- _Aim of the exercise_
Turn every line of the items below into a Markdown table with two columns, Row and Item. Number each row and leave out any blank lines.

### Information supplied

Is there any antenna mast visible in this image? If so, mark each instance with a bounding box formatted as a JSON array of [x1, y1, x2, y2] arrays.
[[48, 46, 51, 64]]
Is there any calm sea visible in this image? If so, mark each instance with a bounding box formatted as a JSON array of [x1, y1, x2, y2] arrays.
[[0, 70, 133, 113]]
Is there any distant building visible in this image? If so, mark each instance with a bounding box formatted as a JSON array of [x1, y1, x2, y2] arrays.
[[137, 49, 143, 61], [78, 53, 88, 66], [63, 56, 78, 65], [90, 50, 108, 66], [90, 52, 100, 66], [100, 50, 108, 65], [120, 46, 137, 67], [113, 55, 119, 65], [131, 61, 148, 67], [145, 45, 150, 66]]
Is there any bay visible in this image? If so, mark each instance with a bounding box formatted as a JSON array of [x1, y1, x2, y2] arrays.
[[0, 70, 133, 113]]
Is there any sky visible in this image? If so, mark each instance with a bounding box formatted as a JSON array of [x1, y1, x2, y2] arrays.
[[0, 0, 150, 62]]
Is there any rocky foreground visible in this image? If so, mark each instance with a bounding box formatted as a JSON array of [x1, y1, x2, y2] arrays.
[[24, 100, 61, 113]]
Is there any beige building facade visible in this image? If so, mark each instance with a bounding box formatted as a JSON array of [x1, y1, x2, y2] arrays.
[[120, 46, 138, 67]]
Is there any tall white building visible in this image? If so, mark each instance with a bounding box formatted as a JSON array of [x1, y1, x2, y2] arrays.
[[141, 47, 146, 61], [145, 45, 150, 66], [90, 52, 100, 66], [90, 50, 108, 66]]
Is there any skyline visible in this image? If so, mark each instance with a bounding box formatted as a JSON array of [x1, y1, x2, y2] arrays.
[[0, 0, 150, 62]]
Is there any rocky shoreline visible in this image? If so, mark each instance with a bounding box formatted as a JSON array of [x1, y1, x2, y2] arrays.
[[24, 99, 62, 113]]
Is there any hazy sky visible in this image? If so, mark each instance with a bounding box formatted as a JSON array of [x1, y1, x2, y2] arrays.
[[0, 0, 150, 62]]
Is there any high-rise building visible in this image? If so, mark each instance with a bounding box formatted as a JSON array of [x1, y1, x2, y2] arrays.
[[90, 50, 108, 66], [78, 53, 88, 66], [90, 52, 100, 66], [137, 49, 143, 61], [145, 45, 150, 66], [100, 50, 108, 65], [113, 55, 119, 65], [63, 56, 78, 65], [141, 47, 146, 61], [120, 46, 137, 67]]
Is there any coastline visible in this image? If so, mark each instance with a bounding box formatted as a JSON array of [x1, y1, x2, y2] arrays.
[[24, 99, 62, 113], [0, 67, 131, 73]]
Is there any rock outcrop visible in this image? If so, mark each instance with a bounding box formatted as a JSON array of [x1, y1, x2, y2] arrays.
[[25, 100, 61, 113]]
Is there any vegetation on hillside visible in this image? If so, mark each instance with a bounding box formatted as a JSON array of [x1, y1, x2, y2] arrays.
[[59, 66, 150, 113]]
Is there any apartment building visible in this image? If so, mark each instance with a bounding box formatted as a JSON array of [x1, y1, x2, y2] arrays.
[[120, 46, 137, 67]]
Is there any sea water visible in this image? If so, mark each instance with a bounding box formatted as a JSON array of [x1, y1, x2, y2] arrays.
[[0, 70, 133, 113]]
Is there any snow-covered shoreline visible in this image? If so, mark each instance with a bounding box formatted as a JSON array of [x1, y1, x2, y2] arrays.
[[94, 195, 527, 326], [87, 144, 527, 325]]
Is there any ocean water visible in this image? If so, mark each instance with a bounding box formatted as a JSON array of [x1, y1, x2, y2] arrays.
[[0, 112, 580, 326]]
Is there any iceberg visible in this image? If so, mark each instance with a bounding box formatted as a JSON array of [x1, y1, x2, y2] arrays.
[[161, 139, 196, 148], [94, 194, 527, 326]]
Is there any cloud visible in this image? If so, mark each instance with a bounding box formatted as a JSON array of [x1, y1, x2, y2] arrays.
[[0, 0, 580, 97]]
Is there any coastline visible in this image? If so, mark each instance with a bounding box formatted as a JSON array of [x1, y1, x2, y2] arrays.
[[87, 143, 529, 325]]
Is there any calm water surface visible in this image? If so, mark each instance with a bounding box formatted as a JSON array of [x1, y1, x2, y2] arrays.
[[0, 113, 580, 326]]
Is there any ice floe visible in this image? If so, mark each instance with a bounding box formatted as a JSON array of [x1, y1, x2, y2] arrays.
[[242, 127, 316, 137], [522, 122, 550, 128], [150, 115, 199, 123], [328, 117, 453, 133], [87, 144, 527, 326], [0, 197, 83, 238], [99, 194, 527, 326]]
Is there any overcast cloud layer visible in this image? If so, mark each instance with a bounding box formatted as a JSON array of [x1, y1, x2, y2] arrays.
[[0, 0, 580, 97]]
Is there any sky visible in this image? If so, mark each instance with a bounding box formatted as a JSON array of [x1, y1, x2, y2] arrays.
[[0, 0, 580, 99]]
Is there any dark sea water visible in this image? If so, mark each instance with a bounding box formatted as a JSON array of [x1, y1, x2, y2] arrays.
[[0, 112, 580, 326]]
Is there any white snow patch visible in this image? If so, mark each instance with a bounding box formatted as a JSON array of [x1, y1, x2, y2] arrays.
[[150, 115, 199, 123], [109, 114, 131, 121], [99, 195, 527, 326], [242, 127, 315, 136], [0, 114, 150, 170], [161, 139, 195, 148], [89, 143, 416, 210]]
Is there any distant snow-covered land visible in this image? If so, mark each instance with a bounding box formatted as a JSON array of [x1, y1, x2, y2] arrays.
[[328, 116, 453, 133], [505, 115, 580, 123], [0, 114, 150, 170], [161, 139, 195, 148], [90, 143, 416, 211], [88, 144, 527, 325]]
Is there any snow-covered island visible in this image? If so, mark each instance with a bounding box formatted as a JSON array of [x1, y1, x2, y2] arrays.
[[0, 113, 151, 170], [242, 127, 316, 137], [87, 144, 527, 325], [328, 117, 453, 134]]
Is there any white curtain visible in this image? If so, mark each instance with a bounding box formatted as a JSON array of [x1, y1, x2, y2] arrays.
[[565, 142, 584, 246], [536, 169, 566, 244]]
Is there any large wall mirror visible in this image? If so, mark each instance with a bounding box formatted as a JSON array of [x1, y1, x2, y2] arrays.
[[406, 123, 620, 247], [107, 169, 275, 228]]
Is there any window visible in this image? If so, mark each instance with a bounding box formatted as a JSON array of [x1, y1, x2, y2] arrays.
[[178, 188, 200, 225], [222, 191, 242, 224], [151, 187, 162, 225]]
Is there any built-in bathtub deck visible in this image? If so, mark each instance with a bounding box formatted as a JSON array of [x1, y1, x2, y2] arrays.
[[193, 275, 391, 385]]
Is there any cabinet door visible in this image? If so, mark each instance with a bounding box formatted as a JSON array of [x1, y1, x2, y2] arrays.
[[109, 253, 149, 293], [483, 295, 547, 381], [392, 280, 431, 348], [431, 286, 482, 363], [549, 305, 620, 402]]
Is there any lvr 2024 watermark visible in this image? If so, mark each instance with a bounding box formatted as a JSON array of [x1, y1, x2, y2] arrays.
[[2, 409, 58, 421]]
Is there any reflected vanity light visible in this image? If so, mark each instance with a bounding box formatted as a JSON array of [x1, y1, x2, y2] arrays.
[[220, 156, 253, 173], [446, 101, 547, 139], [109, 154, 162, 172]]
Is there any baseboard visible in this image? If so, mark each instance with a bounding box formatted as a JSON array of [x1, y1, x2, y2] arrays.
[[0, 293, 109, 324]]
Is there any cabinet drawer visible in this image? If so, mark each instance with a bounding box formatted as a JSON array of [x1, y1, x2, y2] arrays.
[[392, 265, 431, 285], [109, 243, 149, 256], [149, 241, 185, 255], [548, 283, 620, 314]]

######

- _Finished answer_
| Row | Item |
|---|---|
| 1 | Is there any antenna mast visible in this image? If so, mark each instance with a bounding box formatted as a JSON array of [x1, y1, x2, y2] arrays. |
| 2 | [[48, 46, 51, 64]] |
| 3 | Is there any calm sea visible in this image? If so, mark each instance with a bounding box formatted as a JSON array of [x1, y1, x2, y2] arrays. |
| 4 | [[0, 70, 133, 113]] |
| 5 | Is there any distant building visible in this image? If so, mark each instance with a bounding box formatted as a JSON array of [x1, y1, x2, y2] arrays. |
| 6 | [[137, 49, 143, 61], [78, 53, 88, 66], [63, 56, 78, 65], [90, 50, 108, 66], [90, 52, 100, 66], [100, 50, 108, 65], [120, 46, 137, 67], [113, 55, 119, 65], [131, 61, 148, 67], [145, 45, 150, 66]] |
| 7 | Is there any bay visible in this image? If so, mark each instance with a bounding box formatted as a JSON array of [x1, y1, x2, y2] arrays. |
| 8 | [[0, 70, 133, 113]] |
| 9 | Is there any sky visible in this image? If so, mark each instance with a bounding box formatted as a JSON array of [x1, y1, x2, y2] arrays. |
| 10 | [[0, 0, 150, 62]] |
| 11 | Is there any rocky foreground visible in this image? If so, mark each instance with a bounding box formatted as a JSON array of [x1, y1, x2, y2] arrays. |
| 12 | [[24, 100, 61, 113]] |
| 13 | Is there any beige building facade visible in this image? If so, mark each instance with a bounding box formatted as a JSON array of [x1, y1, x2, y2] arrays. |
| 14 | [[120, 46, 138, 67]] |
| 15 | Is there any tall white building visible in this image? If so, mark each instance with a bounding box formatted as a JSON array of [x1, y1, x2, y2] arrays. |
| 16 | [[141, 47, 146, 61], [145, 45, 150, 66], [90, 52, 100, 66], [90, 50, 108, 66]] |
| 17 | Is there any skyline visible in this image? If so, mark each instance with a bounding box formatted as a JSON array of [x1, y1, x2, y2] arrays. |
| 18 | [[0, 0, 150, 62]] |
| 19 | Is there any rocky shoreline visible in this image? If so, mark each instance with a bounding box formatted as a JSON array of [x1, y1, x2, y2] arrays. |
| 20 | [[24, 99, 62, 113]] |
| 21 | Is there any hazy sky visible in this image? If so, mark each instance with a bounding box formatted as a JSON array of [x1, y1, x2, y2] arrays. |
| 22 | [[0, 0, 150, 62]] |
| 23 | Is there any high-rise building visible in this image? If so, mark each instance with a bounding box formatted as a JSON array of [x1, y1, x2, y2] arrays. |
| 24 | [[90, 50, 108, 66], [78, 53, 88, 66], [90, 52, 100, 66], [137, 49, 143, 61], [145, 45, 150, 66], [100, 50, 108, 65], [113, 55, 119, 65], [63, 56, 78, 65], [141, 47, 146, 61], [120, 46, 137, 67]] |
| 25 | Is there any coastline visible in this image? If so, mark each instance with a bounding box formatted as a JSON array of [x1, y1, x2, y2] arrays. |
| 26 | [[24, 99, 62, 113], [0, 67, 131, 73]] |
| 27 | Is there any rock outcrop visible in this image? If so, mark each instance with a bounding box formatted as a JSON array of [x1, y1, x2, y2] arrays. |
| 28 | [[25, 100, 61, 113]] |
| 29 | Is there any vegetation on hillside visible in this image? If so, mark each instance with a bounding box formatted as a JSON array of [x1, y1, x2, y2] arrays. |
| 30 | [[59, 66, 150, 113]] |
| 31 | Is there any apartment building visible in this image? If so, mark each instance with a bounding box formatted as a JSON array of [x1, y1, x2, y2] arrays. |
| 32 | [[120, 46, 137, 67]] |
| 33 | Is there any sea water visible in this image? If so, mark each instance with a bounding box formatted as a JSON array of [x1, y1, x2, y2] arrays. |
| 34 | [[0, 70, 133, 113]] |
| 35 | Is there any snow-covered shoreline visible in this image? If so, mark each instance with a bounding box formatted as a JSON array of [x1, y1, x2, y2] arrays. |
| 36 | [[94, 195, 527, 326], [87, 144, 527, 325]] |
| 37 | Is there any ocean water visible in this image? If so, mark each instance with a bounding box formatted as a JSON array of [x1, y1, x2, y2] arrays. |
| 38 | [[0, 112, 580, 326]] |
| 39 | Is there any iceberg visible in this image? If so, mark each instance with a bounding box formatted as a JSON array of [x1, y1, x2, y2] arrays. |
| 40 | [[161, 139, 196, 148], [94, 194, 527, 326]] |
| 41 | Is there any cloud visible in this image? If so, mark each instance with a bounding box formatted as a JSON array of [x1, y1, x2, y2] arrays. |
| 42 | [[0, 0, 580, 97]] |
| 43 | Is there any coastline visible in this image? If so, mark each instance with a bounding box formatted as a JSON array of [x1, y1, x2, y2] arrays. |
| 44 | [[87, 143, 529, 325]] |
| 45 | Is there any calm water surface visible in this image? If so, mark each instance with a bounding box formatted as a JSON array of [x1, y1, x2, y2] arrays. |
| 46 | [[0, 113, 580, 326]] |
| 47 | Is there any ice floe visible in this image? If so, mark each instance with a bounding box formatted as a JSON array of [x1, y1, x2, y2] arrays. |
| 48 | [[242, 127, 316, 137], [522, 122, 550, 128], [150, 115, 199, 123], [328, 117, 453, 133], [87, 144, 527, 326], [0, 197, 83, 238], [99, 194, 527, 326]] |
| 49 | Is there any overcast cloud layer visible in this image? If so, mark each instance with a bounding box formatted as a JSON array of [x1, y1, x2, y2] arrays. |
| 50 | [[0, 0, 580, 97]] |
| 51 | Is there any sky visible in this image? If so, mark each instance with a bounding box formatted as a JSON array of [x1, y1, x2, y2] arrays. |
| 52 | [[0, 0, 580, 99]] |
| 53 | Is there any dark sea water visible in this image? If so, mark each instance with a bounding box formatted as a JSON array of [x1, y1, x2, y2] arrays. |
| 54 | [[0, 112, 580, 326]] |
| 55 | Is there any white snow patch visible in this image? If so, mark each instance with a bounding box formatted as a JSON array of [x1, y1, x2, y2] arrays. |
| 56 | [[150, 115, 199, 123], [109, 114, 131, 121], [99, 195, 527, 326], [242, 127, 315, 136], [0, 114, 150, 170], [161, 139, 195, 148], [89, 143, 416, 210]] |
| 57 | Is there any distant snow-covered land visible in this image? If so, mark each instance with a bounding box formatted as a JSON array of [x1, y1, x2, y2] arrays. |
| 58 | [[328, 116, 453, 133], [505, 115, 580, 123], [0, 114, 150, 170], [161, 139, 195, 148], [90, 143, 416, 211], [88, 144, 527, 325]] |
| 59 | Is there any snow-covered island visible in this image? If so, mark each instance with a bounding box formatted as a JSON array of [x1, y1, x2, y2] arrays. |
| 60 | [[0, 113, 151, 170], [242, 127, 316, 137], [87, 144, 527, 325], [328, 117, 453, 134]] |
| 61 | Is there any white curtain visible in this image? If so, mark each instance with a bounding box formatted as a JSON array of [x1, y1, x2, y2] arrays. |
| 62 | [[565, 142, 584, 246], [536, 169, 566, 244]] |
| 63 | Is there any large wall mirror visible in this image? If so, mark each instance with a bounding box formatted as a JSON array of [x1, y1, x2, y2] arrays. |
| 64 | [[406, 123, 620, 247], [107, 169, 275, 228]] |
| 65 | Is there any window visible in this image? If so, mark each instance with a bounding box formatted as a JSON array of [x1, y1, x2, y2] arrays. |
| 66 | [[178, 188, 200, 225], [222, 191, 242, 224], [151, 187, 162, 225]] |
| 67 | Is there any built-in bathtub deck visible in this image? If so, mark each instance with a bounding box formatted as a JSON array of [x1, y1, x2, y2] arrays. |
| 68 | [[193, 275, 391, 385]] |
| 69 | Is there any cabinet door visible in this image? If so, mark each instance with a bounding box formatted as a JSON array of [x1, y1, x2, y2] arrays. |
| 70 | [[109, 253, 149, 293], [483, 295, 547, 381], [392, 280, 431, 348], [431, 286, 482, 363], [549, 305, 620, 402]] |
| 71 | Is there any lvr 2024 watermark visible in this image? If so, mark each instance with a bounding box formatted as a JSON array of [x1, y1, x2, y2] arrays. |
| 72 | [[2, 409, 58, 421]] |
| 73 | Is there any reflected vanity light visible in this image? If so, mark each instance with a bounding box formatted as a JSON array of [x1, y1, x2, y2] arrays. |
| 74 | [[220, 156, 253, 173], [446, 101, 547, 139], [109, 154, 162, 172]] |
| 75 | Is there any baseboard visible in this image? If so, mark each instance with a bounding box formatted as a JSON array of [x1, y1, x2, y2] arrays. |
| 76 | [[0, 293, 109, 324]] |
| 77 | Is there any cabinet drawer visible in this image? If so, mark each instance with a bounding box formatted as a JSON array of [x1, y1, x2, y2] arrays. |
| 78 | [[392, 265, 431, 285], [109, 243, 149, 256], [149, 241, 185, 255], [548, 283, 620, 314]] |